Written problem: Gather every line in the listing below that contains the word "shorts". Letter case counts.

--- Dataset content ---

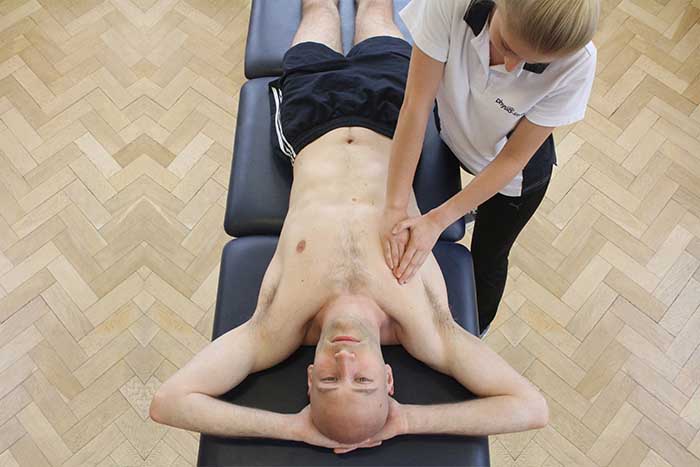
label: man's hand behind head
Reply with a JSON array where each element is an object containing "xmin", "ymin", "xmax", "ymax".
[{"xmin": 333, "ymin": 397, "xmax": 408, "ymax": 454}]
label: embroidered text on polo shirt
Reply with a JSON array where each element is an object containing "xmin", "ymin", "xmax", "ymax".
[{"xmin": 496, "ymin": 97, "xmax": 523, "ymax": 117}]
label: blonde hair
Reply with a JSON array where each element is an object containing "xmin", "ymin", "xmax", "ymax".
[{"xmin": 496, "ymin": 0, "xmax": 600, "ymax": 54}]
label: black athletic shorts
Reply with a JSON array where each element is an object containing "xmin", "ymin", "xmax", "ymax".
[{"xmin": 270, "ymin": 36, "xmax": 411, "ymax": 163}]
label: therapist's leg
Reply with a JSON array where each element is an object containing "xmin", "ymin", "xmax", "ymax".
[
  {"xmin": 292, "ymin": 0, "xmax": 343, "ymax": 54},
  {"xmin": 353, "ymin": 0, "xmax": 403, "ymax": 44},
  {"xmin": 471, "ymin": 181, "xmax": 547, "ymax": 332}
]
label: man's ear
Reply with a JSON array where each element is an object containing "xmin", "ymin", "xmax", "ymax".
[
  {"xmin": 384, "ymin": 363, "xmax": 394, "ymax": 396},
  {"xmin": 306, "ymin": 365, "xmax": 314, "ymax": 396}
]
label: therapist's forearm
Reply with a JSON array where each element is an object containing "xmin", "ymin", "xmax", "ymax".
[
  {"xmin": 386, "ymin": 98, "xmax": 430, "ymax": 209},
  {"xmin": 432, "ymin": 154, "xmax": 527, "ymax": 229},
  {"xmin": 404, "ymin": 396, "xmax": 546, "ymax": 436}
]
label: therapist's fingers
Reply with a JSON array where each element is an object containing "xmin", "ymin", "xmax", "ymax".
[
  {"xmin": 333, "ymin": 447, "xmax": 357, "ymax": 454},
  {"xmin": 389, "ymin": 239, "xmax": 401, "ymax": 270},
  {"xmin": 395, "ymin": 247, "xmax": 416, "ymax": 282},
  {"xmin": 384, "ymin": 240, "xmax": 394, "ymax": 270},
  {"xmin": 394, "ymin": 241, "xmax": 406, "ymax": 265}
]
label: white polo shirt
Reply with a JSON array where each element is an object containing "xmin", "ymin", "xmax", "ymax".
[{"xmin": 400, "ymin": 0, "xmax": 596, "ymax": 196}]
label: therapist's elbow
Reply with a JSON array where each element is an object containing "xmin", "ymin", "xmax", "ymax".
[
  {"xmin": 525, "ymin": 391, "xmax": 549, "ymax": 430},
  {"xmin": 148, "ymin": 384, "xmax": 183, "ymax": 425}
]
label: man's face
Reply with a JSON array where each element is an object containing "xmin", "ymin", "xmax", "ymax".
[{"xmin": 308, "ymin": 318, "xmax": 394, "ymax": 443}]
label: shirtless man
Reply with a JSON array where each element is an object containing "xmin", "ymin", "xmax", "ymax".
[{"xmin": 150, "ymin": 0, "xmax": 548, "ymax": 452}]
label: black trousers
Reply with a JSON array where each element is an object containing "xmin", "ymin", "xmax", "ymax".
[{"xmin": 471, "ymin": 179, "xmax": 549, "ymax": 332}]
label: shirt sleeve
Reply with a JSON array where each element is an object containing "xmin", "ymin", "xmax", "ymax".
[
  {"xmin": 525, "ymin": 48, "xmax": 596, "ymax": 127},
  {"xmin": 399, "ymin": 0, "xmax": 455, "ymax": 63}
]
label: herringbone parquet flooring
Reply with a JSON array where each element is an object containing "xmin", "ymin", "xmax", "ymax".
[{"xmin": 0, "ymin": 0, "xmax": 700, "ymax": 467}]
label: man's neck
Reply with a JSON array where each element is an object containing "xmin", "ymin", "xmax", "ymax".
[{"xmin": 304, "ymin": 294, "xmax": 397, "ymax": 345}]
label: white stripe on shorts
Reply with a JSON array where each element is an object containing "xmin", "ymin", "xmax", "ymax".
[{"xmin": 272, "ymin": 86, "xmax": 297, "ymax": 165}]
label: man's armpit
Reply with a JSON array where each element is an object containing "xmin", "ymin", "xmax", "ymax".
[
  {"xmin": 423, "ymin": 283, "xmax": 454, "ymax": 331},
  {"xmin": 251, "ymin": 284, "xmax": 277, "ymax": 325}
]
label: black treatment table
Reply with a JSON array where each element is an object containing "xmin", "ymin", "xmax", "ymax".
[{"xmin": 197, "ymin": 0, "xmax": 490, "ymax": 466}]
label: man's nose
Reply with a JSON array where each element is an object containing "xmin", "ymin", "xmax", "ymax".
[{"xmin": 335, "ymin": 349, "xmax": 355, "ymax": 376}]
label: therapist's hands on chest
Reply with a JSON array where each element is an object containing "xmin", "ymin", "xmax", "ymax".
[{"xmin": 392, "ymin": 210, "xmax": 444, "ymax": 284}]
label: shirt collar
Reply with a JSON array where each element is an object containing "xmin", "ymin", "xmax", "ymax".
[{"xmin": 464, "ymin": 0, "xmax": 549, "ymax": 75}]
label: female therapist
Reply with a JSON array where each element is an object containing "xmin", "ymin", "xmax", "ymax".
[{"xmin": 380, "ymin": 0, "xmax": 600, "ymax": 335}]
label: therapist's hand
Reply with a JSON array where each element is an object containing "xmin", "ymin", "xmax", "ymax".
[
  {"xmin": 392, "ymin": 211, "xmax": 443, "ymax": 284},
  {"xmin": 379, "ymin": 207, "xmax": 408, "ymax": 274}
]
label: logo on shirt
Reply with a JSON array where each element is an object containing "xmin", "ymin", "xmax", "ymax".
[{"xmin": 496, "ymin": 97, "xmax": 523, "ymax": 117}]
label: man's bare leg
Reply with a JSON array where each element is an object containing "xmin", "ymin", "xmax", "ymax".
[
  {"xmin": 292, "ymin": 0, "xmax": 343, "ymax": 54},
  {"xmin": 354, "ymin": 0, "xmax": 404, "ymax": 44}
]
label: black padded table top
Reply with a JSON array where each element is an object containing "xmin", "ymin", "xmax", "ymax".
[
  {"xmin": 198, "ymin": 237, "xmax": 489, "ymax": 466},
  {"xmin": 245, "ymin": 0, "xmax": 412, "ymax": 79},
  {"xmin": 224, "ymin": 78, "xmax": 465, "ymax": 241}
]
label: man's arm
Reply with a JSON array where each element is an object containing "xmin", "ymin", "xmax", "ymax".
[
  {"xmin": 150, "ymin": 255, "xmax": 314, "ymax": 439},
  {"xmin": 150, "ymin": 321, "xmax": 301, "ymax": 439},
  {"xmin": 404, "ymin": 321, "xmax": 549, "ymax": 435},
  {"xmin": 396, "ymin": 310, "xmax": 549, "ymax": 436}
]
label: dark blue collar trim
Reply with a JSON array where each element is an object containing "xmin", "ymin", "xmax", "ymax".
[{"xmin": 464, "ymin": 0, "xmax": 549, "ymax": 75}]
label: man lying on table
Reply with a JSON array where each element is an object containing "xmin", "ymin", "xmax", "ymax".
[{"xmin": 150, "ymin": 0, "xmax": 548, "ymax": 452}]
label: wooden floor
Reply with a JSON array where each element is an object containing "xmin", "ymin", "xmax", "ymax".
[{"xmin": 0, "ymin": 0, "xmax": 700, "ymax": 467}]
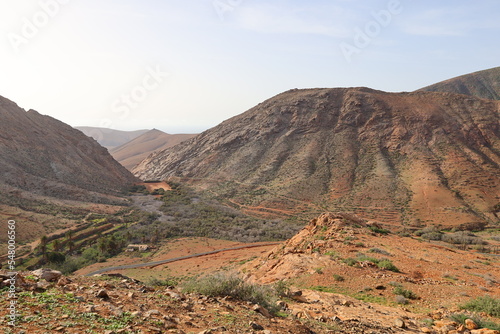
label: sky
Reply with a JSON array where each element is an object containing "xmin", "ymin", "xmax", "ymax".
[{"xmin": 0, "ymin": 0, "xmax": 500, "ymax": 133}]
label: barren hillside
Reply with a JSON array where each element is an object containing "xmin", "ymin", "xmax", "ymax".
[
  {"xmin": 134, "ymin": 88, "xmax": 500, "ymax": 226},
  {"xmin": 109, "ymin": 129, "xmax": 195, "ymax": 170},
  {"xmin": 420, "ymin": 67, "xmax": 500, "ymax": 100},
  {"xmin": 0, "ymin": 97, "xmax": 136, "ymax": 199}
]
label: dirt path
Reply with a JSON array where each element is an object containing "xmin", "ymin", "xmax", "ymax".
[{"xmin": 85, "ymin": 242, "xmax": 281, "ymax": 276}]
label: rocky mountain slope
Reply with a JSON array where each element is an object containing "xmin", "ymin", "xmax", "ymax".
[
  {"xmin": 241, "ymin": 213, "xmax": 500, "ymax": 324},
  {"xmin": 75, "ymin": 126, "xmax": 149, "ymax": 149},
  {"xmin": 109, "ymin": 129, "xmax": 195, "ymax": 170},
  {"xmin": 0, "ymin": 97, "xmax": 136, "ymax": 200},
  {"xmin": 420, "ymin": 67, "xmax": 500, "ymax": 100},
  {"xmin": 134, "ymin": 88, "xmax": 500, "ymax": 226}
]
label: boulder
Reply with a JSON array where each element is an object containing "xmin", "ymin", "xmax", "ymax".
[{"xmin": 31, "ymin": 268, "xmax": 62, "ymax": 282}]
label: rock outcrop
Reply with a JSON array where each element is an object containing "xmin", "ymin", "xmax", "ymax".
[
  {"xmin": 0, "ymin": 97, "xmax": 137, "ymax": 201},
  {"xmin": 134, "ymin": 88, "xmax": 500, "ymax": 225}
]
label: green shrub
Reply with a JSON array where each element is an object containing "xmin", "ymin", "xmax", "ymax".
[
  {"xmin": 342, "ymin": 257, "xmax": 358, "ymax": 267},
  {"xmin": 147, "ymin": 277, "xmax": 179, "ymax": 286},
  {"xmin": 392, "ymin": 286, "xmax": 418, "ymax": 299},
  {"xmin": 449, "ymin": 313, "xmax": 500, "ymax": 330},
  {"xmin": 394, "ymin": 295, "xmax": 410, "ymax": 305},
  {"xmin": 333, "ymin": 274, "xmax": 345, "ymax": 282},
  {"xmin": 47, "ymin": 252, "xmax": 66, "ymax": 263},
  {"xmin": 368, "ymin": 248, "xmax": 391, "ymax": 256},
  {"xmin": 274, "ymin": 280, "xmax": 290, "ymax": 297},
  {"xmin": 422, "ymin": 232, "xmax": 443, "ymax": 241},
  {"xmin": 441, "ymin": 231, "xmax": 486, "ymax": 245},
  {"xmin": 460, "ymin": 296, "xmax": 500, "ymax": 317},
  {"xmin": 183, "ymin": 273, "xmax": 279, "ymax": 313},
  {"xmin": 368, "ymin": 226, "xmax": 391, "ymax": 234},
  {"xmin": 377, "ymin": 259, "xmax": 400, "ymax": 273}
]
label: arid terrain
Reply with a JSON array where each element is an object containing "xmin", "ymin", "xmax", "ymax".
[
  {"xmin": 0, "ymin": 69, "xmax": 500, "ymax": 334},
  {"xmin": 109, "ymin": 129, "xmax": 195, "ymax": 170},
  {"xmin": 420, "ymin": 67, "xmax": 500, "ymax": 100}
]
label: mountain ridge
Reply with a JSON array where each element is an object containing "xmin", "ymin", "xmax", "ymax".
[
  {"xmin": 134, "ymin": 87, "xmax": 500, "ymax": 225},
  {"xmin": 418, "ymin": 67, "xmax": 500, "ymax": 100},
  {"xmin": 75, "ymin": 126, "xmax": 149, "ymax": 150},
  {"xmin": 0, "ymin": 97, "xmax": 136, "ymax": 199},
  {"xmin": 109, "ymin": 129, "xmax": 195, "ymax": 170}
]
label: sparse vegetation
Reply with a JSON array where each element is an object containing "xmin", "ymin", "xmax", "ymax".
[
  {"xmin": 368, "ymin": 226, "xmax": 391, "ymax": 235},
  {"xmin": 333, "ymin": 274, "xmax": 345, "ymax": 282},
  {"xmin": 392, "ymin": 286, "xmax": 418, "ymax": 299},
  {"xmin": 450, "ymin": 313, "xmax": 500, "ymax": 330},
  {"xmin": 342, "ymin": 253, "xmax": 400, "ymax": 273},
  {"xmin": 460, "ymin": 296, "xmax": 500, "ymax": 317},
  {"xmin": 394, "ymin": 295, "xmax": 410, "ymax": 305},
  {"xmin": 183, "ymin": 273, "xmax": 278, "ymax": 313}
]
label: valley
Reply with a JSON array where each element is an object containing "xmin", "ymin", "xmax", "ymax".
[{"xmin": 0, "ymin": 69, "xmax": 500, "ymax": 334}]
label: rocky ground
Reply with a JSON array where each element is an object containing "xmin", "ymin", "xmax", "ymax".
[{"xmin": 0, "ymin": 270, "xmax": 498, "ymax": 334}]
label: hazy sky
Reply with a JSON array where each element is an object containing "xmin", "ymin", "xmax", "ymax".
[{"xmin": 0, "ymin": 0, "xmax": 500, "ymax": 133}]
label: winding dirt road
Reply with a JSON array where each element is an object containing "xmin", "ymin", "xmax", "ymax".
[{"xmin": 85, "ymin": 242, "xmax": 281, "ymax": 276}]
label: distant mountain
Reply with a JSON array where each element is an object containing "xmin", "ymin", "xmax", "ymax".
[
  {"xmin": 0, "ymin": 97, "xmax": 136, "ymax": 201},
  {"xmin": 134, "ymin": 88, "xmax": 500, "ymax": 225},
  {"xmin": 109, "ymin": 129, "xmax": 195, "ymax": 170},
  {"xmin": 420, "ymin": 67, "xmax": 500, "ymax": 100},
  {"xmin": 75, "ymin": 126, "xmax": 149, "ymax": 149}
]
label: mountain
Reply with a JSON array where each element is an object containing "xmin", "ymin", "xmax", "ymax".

---

Exercise answer:
label: black athletic shorts
label: white stripe on shorts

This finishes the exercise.